--- Begin MATERIALS PROVIDED ---

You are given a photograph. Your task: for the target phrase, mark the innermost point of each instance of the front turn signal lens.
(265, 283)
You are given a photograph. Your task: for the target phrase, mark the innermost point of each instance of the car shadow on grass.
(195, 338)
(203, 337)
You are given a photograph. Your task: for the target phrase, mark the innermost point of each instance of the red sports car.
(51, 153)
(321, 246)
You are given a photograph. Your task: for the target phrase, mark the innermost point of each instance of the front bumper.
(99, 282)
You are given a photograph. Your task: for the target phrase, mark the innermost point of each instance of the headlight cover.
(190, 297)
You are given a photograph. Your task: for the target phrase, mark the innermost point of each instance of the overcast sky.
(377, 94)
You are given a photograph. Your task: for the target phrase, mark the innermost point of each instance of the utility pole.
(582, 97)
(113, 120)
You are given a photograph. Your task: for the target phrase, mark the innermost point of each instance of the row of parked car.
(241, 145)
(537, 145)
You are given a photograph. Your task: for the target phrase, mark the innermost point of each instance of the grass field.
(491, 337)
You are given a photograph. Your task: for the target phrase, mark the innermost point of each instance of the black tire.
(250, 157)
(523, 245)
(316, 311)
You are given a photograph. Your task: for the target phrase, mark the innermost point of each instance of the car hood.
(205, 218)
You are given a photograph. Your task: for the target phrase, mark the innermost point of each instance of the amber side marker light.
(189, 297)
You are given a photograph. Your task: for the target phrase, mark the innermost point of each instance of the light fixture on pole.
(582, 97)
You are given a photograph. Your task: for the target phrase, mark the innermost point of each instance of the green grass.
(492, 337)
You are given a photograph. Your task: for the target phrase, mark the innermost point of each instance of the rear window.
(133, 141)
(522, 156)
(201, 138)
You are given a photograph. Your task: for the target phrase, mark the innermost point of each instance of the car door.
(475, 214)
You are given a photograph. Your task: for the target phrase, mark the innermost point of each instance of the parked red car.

--- End MATERIALS PROVIDED ---

--- THE EXERCISE ---
Change "innermost point" to "center point" in the entries starting at the line that contains "the green grass." and ending at the last entry. Give back only those lines, with nothing else altered.

--- RESPONSE TO THE TASK ---
You are given a photograph. Your task: for the target phrase, mark the center point of each instance of the green grass.
(492, 337)
You are given a photograph. Your task: for the target phrase, mark the center point of each instance of the rear window.
(133, 141)
(522, 156)
(201, 138)
You are given a photograph. Your task: for the target phrase, mark the center point of each instance of the car door.
(475, 214)
You are given a photograph. Your task: for the target phrase, mark the center point of each instance of the parked red car.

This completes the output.